EXTRACT PROVIDED —
━━━━
Playing actual basketball is baked into the work and the plan, because that’s the only way to assess how the plan is working, so the second half-hour of this abbreviated practice is devoted to five-on-five scrimmaging. Butler does move fast, or faster than it has. Butler does look to push the ball and look to run. Players occasionally do the sorts of things that make people excited to watch them play, such as Harris deflecting a pass for a steal and then finishing the play with a monster dunk at the other end — “Holy shit, Chuck,” Matta says after a few moments of silence — or former Indiana state long jump champ Pierce Thomas elevating through traffic to throw down a tomahawk jam that, if reprised this winter, might lead to a roof replacement at Hinkle.

“You just made one of the top five dunks in all my practices,” Matta tells Thomas, after the Bulldogs circle up for a post-workout debrief. “Chuck? You’re sixth.”

Everyone laughs. Everyone smiles. Everyone feels good, and of course they do in mid-July, but feeling good and feeling confident once more are elemental to Butler once more meeting its own standard. That much, already, looks like a job well done.

“We’re getting better,” Matta tells his players, before a staff member sounds a 10-minute warning to get off the floor. The volleyball campers are coming. The Bulldogs nevertheless take sides and begin an informal pickup run, aiming to wring anything they can out of the next 600 seconds, give or take. As his players get up and down some more, Thad Matta heads to the door and walks out of the gym, coffee in hand, like a guy with a pretty good idea about how this is going to go.
━━━━
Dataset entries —
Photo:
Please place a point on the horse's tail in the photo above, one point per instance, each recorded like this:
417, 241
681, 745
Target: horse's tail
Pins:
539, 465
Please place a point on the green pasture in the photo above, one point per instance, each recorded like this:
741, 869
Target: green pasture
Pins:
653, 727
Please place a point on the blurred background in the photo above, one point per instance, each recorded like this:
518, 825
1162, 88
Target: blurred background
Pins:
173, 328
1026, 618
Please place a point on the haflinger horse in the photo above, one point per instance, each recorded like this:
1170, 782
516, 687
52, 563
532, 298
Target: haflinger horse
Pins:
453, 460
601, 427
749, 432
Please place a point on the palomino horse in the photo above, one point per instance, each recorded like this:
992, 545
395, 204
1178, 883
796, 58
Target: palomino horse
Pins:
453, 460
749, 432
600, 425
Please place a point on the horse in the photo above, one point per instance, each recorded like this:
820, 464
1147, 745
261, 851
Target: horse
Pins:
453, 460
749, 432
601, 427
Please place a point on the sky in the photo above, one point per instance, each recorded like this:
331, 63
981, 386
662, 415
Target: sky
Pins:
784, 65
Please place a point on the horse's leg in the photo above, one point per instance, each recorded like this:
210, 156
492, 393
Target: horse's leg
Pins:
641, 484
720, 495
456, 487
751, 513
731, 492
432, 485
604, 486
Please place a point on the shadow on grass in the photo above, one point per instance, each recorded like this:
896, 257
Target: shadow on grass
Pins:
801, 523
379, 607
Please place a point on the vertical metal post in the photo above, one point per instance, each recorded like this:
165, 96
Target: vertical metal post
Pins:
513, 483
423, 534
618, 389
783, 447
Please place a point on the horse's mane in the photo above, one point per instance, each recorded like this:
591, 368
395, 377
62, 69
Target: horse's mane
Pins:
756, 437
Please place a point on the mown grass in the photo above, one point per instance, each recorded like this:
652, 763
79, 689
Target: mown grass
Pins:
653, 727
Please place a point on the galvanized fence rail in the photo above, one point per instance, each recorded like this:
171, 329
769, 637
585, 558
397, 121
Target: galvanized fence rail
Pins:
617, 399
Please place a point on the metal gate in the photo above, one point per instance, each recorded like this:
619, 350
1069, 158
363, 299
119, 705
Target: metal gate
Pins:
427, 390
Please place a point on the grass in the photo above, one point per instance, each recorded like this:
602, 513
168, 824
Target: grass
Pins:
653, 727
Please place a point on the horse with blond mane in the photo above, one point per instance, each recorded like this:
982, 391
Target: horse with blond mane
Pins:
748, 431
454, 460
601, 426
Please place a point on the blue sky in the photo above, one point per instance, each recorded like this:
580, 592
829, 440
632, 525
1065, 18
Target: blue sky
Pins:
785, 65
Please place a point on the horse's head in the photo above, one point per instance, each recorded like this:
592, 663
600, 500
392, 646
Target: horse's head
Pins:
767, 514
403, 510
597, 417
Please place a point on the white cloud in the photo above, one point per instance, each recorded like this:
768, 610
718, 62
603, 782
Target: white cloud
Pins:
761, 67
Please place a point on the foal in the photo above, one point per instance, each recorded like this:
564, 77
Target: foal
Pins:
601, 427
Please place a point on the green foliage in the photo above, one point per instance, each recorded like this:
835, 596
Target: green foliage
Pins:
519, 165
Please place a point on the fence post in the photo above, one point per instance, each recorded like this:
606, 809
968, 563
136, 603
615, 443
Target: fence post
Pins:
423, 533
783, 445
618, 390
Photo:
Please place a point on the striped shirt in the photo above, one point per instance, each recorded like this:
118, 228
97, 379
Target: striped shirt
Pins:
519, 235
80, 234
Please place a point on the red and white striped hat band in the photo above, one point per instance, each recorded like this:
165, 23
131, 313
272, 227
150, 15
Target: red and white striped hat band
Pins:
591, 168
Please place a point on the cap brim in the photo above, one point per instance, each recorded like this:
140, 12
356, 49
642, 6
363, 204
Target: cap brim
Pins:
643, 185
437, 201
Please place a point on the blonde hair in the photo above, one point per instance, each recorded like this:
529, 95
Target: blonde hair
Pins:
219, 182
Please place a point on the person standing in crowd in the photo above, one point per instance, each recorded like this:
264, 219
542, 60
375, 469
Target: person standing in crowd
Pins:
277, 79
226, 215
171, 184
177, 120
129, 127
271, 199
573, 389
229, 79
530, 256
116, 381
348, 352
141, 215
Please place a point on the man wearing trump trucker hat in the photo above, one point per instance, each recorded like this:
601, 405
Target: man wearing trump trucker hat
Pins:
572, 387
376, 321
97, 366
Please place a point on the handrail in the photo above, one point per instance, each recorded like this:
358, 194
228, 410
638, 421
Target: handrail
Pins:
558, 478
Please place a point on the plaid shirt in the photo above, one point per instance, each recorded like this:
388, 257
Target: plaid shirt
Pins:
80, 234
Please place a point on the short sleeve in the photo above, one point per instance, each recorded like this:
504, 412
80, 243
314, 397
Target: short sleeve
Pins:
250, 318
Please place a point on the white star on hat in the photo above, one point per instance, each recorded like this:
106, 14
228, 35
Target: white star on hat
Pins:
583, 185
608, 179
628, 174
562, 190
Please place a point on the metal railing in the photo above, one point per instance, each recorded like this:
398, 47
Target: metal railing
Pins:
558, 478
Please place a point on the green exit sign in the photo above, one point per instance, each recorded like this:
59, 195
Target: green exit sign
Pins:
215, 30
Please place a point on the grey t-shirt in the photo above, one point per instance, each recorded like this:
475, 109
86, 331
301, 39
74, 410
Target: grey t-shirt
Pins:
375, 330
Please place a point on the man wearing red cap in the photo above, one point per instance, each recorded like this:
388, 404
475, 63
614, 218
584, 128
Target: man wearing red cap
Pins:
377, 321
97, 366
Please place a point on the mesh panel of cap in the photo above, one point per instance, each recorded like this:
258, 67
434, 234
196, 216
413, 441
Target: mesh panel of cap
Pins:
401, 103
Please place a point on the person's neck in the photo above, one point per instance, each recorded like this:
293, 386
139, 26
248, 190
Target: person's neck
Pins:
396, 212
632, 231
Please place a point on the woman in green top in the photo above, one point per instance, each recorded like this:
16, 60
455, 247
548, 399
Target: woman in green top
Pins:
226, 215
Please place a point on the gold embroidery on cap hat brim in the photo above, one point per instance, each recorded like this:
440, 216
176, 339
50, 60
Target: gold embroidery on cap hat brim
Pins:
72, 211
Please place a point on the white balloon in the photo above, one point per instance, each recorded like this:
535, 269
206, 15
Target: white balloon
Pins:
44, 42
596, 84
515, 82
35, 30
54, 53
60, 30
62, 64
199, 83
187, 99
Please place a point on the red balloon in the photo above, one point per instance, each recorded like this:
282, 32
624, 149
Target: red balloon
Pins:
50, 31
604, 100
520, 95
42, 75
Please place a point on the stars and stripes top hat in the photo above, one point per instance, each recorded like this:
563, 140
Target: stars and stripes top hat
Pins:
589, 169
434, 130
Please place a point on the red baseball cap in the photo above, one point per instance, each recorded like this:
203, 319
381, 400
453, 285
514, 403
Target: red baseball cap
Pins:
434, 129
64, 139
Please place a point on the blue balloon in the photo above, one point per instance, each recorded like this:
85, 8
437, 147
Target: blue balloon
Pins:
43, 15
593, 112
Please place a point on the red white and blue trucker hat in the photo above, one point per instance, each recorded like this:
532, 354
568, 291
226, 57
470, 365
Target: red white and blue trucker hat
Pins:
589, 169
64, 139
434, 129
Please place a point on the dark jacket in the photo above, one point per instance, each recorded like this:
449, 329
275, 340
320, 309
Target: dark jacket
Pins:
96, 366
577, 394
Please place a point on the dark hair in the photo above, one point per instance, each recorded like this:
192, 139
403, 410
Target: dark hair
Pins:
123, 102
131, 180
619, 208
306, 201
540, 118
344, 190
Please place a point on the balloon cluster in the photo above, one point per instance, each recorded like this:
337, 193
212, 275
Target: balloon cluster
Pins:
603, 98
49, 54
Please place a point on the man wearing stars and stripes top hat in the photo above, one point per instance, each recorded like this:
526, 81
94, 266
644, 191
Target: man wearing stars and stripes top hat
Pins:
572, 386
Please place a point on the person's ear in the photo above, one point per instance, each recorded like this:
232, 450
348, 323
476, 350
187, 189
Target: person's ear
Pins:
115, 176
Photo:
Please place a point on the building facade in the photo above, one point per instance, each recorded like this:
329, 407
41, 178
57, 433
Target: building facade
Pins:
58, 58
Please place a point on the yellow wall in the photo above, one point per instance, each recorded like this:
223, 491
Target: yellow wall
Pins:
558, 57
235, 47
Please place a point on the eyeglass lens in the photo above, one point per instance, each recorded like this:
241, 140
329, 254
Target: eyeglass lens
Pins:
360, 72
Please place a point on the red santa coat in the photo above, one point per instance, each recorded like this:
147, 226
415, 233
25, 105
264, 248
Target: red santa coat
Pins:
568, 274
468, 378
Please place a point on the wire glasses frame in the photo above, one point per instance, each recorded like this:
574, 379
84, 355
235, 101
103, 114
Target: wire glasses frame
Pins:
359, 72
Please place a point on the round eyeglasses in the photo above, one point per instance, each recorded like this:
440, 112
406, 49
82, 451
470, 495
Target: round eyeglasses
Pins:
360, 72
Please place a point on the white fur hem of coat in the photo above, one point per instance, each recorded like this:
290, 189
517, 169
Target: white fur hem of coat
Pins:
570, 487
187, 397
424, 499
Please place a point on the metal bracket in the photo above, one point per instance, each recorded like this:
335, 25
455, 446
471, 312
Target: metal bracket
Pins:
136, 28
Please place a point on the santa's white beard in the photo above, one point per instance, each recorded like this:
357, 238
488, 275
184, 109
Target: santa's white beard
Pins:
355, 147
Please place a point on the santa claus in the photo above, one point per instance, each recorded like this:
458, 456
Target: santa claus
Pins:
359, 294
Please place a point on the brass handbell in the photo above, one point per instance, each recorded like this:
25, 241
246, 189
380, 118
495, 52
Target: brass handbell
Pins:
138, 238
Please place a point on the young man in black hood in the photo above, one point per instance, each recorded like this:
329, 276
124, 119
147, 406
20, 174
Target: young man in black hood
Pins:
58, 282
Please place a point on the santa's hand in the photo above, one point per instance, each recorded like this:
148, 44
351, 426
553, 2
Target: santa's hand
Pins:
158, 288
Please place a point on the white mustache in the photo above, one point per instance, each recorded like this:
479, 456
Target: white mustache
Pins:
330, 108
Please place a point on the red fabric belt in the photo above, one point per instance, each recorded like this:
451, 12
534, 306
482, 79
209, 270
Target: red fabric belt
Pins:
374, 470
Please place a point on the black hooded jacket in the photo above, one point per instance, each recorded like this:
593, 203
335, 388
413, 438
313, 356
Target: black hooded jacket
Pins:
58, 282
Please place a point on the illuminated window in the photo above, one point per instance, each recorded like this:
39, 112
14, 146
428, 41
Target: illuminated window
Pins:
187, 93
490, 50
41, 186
━━━━
EXERCISES TO COMPLETE —
1. List every sentence in the basketball practice passage that begins with the word "Everyone."
2. Reproduce, word for word, the stretch of the basketball practice passage from "Playing actual basketball" through "replacement at Hinkle.".

EXPECTED OUTPUTS —
1.
- Everyone laughs.
- Everyone smiles.
- Everyone feels good, and of course they do in mid-July, but feeling good and feeling confident once more are elemental to Butler once more meeting its own standard.

2.
Playing actual basketball is baked into the work and the plan, because that’s the only way to assess how the plan is working, so the second half-hour of this abbreviated practice is devoted to five-on-five scrimmaging. Butler does move fast, or faster than it has. Butler does look to push the ball and look to run. Players occasionally do the sorts of things that make people excited to watch them play, such as Harris deflecting a pass for a steal and then finishing the play with a monster dunk at the other end — “Holy shit, Chuck,” Matta says after a few moments of silence — or former Indiana state long jump champ Pierce Thomas elevating through traffic to throw down a tomahawk jam that, if reprised this winter, might lead to a roof replacement at Hinkle.